▶ **Written exercise 1**:
Write out the whole passage on doubt and certainty word for word.

▶ **Selected text**:
>> Begin

From the first time I came across the Francis Bacon quote, I’ve loved it:
If a man will begin with certainties, he shall end in doubts; but if he will be content to begin with doubts he shall end in certainties.
That’s why it’s been my “favourite quote” on my Facebook profile ever since I’ve had a Facebook profile. I’ve never been a fan of oversimplification, of the black-and-whiting of life. Dealing with ambiguity is an essential human skill.
I’ve had a fascination with the way value is described ever since my father told the then-teenage me this:
The only truth on a balance sheet is the cash position. Everything else is a conventional representation.
Trying to read economics at university became a teensy bit more interesting as a result, as a part of me kept wrestling, arguing, disagreeing with what I was required to learn.
There are a lot of people out there who have helped me learn how to think and learn how to learn. They number in their thousands: people who’ve written things I’ve read; more recently, as we move into video as interaction, people who’ve said things I’ve heard, shared things I’ve watched them share; people who’ve taught me; people who’ve engaged in discussion with me, often over meals. Thousands of people who’ve influenced how I think. As you would expect, their influences have been uneven, some very much more than others. A handful, perhaps fifty, have really helped me think.

>> End

▶ **Written exercise 2**:
Lay out the rows as a JSON list of strings, one string per line, from the line with "out the car" through the line with "[(248, 384)]", both included. Skip blank lines and leave the pictures out.

▶ **Records for this exercise**:
>> Begin

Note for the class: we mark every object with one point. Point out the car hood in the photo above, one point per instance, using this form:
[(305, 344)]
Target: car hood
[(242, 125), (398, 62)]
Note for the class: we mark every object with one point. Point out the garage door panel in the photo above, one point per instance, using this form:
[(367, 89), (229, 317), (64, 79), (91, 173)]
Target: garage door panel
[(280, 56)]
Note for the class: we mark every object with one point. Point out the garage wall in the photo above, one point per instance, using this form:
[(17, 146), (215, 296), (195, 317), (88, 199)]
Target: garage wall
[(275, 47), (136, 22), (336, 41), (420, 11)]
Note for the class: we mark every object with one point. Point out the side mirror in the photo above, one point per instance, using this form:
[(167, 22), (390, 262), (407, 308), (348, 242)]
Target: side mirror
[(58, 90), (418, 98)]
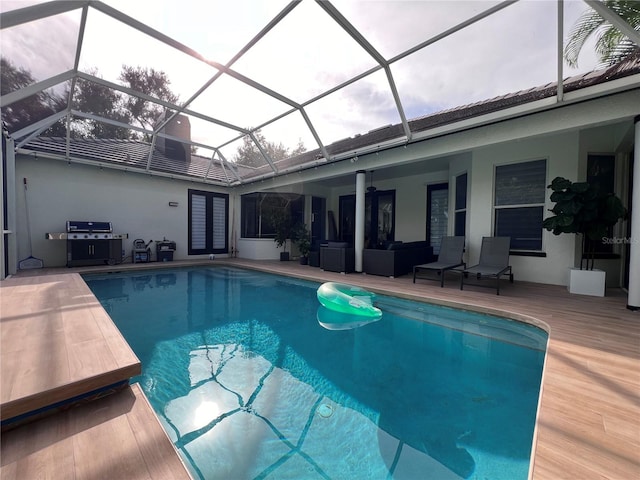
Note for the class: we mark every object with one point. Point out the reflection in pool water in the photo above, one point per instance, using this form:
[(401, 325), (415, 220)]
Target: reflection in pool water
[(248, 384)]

>> End
>> Begin

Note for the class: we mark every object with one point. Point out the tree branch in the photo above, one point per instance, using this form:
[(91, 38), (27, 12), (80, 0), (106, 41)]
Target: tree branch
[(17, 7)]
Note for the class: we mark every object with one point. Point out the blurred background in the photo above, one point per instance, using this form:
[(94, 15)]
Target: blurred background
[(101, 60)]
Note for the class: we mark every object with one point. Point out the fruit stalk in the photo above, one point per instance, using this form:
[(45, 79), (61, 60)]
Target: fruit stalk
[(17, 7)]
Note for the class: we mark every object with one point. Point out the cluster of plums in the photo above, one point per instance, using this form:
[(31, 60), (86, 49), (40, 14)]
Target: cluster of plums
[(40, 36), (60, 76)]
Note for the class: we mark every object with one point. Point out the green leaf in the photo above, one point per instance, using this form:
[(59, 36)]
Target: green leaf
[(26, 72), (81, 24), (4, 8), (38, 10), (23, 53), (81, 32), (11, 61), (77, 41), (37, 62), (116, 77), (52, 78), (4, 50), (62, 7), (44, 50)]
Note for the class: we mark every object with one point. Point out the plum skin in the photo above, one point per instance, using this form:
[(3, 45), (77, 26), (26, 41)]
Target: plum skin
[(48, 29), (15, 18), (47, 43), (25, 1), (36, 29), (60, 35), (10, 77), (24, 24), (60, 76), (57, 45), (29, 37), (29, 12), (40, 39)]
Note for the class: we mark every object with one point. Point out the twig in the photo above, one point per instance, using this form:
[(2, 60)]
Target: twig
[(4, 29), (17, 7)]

>> End

▶ **Complete response 1**:
From the first time I came across the Francis Bacon quote, I’ve loved it:
If a man will begin with certainties, he shall end in doubts; but if he will be content to begin with doubts he shall end in certainties.
That’s why it’s been my “favourite quote” on my Facebook profile ever since I’ve had a Facebook profile. I’ve never been a fan of oversimplification, of the black-and-whiting of life. Dealing with ambiguity is an essential human skill.
I’ve had a fascination with the way value is described ever since my father told the then-teenage me this:
The only truth on a balance sheet is the cash position. Everything else is a conventional representation.
Trying to read economics at university became a teensy bit more interesting as a result, as a part of me kept wrestling, arguing, disagreeing with what I was required to learn.
There are a lot of people out there who have helped me learn how to think and learn how to learn. They number in their thousands: people who’ve written things I’ve read; more recently, as we move into video as interaction, people who’ve said things I’ve heard, shared things I’ve watched them share; people who’ve taught me; people who’ve engaged in discussion with me, often over meals. Thousands of people who’ve influenced how I think. As you would expect, their influences have been uneven, some very much more than others. A handful, perhaps fifty, have really helped me think.

▶ **Complete response 2**:
[
  "Note for the class: we mark every object with one point. Point out the car hood in the photo above, one point per instance, using this form:",
  "[(305, 344)]",
  "Target: car hood",
  "[(242, 125), (398, 62)]",
  "Note for the class: we mark every object with one point. Point out the garage door panel in the photo above, one point per instance, using this form:",
  "[(367, 89), (229, 317), (64, 79), (91, 173)]",
  "Target: garage door panel",
  "[(280, 56)]",
  "Note for the class: we mark every object with one point. Point out the garage wall in the photo above, one point per instance, using this form:",
  "[(17, 146), (215, 296), (195, 317), (88, 199)]",
  "Target: garage wall",
  "[(275, 47), (136, 22), (336, 41), (420, 11)]",
  "Note for the class: we mark every object with one point. Point out the side mirror in the photo above, one point per instance, using this form:",
  "[(167, 22), (390, 262), (407, 308), (348, 242)]",
  "Target: side mirror",
  "[(58, 90), (418, 98)]",
  "Note for the class: we mark every object with one point. Point out the reflection in pool water in the photo above, one point per instance, using this form:",
  "[(401, 325), (415, 220)]",
  "Target: reflection in pool water",
  "[(248, 384)]"
]